_TEXT PROVIDED_:

So how does he then get the 250L out of the tanker without triggering the meter again?


----------



## owenm (5 May 2006)

*Re: How do you know the oil man is telling truth??*

The meter readings only have a discrete importance, i.e. to each customer on your delivery docket and may not be monitored by the company even if this was possible; i.e. if someone has contaminated oil to be removed or a tank has to be moved these trucks are often used as temporary stores so their is plenty of scope for pumping oil in excess of 'stock' oil drawn from a depot...


----------



## ted (5 May 2006)

*Re: How do you know the oil man is telling truth??*

I wouldn't allow them to deliver without being there. Supervise the delivery. Always ask for an amount in litres not Euro and confirm the cost per litre when ordering. Should help to minimise problems.


----------



## Pennyscraper (9 Aug 2006)

*Re: How do you know the oil man is telling truth??*



			
				bertson said:
			
		

> You should receive a print out from a meter on the lorry.
> This tells you how much was delivered.
> Unless they have 'doctored' the meter, then you should know



That's true, but sometimes even the good companies have meters that go out of calibration a little so on a full fill you could be up or down 20 litres. eg with our roads , you can get a jolt and suddenly you are either gifted 20 litres of oil or you are actually down that much per 1000 litres. This happened to me and herself a few years back and we called a friend in weights and measures who verified this. The best way is your own sight gauge cos prices change so much that its impossible to go by value for money perceptions. Incidentally, it could not hurt to register with myhothouse.ie. I did 2 years ago and at the time they didnt' proceed with their business but did get me oil €20 cheaper for registering. Now that its back online, I've registered again, no sign of cheaperheatingoil being active again, does anyone know, I've tried emailing them but nothing


----------



## Pennyscraper (4 Oct 2007)

_RECORDS PROVIDED_:

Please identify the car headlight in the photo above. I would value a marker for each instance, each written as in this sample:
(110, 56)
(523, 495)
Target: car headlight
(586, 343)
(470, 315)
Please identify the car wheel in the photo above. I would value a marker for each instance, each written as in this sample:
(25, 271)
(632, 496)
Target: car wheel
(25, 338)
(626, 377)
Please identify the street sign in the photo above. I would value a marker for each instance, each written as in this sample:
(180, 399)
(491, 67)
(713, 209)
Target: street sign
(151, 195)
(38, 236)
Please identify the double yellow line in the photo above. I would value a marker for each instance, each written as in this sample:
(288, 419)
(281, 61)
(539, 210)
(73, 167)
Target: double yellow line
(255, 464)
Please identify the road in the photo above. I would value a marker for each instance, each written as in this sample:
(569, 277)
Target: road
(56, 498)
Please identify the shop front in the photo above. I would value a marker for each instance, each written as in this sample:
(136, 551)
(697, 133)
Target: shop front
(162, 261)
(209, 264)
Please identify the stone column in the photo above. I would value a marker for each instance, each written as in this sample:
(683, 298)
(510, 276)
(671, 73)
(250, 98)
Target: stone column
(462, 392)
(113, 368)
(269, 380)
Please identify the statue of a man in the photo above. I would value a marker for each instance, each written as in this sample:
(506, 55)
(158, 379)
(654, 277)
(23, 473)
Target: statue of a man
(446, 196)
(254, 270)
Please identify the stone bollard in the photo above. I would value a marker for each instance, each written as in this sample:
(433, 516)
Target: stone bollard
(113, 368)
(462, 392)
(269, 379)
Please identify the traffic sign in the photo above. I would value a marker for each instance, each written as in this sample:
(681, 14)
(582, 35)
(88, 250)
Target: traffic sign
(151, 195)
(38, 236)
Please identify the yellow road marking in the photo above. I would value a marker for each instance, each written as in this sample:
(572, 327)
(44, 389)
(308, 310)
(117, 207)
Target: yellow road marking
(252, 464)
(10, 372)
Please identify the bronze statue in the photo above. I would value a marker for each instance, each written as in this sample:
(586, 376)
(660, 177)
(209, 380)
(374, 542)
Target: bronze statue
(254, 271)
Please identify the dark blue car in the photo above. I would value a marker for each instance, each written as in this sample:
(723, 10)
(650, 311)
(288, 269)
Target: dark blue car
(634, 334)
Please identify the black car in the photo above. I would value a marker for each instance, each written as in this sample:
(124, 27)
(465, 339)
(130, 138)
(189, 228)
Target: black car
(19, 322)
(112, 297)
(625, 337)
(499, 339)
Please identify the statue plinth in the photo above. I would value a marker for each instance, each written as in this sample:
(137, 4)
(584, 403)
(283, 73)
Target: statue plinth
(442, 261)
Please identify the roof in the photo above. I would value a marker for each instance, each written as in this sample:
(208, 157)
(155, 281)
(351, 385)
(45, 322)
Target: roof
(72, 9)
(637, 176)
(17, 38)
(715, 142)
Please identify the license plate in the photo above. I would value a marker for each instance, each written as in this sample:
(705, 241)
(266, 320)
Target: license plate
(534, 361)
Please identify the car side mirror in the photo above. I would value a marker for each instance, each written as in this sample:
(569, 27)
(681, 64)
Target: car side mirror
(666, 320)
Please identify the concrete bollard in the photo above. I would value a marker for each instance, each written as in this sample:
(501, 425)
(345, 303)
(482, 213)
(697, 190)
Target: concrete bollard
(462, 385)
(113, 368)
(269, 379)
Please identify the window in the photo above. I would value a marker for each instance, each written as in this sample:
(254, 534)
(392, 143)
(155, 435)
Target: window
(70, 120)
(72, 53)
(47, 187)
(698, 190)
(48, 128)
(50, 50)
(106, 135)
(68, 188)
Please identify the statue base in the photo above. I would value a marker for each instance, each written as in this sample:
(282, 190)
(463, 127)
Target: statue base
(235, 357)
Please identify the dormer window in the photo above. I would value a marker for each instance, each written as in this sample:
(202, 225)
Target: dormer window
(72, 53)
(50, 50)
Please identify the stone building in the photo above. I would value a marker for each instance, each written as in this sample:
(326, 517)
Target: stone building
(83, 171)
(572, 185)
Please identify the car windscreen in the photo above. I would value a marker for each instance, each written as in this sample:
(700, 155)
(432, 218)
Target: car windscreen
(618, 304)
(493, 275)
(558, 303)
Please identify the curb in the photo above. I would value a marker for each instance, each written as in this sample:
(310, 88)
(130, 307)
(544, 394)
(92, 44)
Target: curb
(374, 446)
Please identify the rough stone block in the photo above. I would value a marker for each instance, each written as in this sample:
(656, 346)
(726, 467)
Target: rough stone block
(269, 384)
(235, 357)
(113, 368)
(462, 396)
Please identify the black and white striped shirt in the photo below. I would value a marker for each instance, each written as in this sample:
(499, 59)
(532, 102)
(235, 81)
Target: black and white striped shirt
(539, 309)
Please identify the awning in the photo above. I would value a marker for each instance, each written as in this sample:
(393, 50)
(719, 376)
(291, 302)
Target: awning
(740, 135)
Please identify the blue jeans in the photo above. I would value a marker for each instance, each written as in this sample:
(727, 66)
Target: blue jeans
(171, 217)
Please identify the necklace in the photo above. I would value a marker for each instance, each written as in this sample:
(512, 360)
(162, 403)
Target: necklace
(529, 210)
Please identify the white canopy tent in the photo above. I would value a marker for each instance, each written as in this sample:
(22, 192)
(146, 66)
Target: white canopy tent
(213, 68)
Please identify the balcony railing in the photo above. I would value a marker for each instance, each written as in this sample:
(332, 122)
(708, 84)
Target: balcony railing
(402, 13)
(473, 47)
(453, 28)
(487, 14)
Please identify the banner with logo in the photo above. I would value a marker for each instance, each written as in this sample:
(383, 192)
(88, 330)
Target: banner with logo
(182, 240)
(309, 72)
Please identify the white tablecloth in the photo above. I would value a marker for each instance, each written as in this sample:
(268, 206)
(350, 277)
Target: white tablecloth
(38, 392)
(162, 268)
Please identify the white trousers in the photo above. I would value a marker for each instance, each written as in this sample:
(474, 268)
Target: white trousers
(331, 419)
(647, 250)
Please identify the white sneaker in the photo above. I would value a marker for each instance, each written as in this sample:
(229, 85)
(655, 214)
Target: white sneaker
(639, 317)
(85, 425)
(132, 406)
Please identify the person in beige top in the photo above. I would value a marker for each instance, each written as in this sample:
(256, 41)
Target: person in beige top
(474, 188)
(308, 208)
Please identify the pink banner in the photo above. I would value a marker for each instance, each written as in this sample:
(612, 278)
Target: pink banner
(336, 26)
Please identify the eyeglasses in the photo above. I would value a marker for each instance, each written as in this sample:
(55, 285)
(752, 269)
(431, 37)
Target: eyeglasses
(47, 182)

_ACTIONS TO TAKE_:
(A) Name every distinct username that appears as the header of a post in the forum thread on oil deliveries.
(B) Please reproduce everything in the oil delivery thread from "## ted (5 May" down to "(9 Aug 2006)".
The records aren't needed for this work.

_FULL ANSWERS_:
(A) owenm, ted, Pennyscraper

(B)
## ted (5 May 2006)

*Re: How do you know the oil man is telling truth??*

I wouldn't allow them to deliver without being there. Supervise the delivery. Always ask for an amount in litres not Euro and confirm the cost per litre when ordering. Should help to minimise problems.


----------



## Pennyscraper (9 Aug 2006)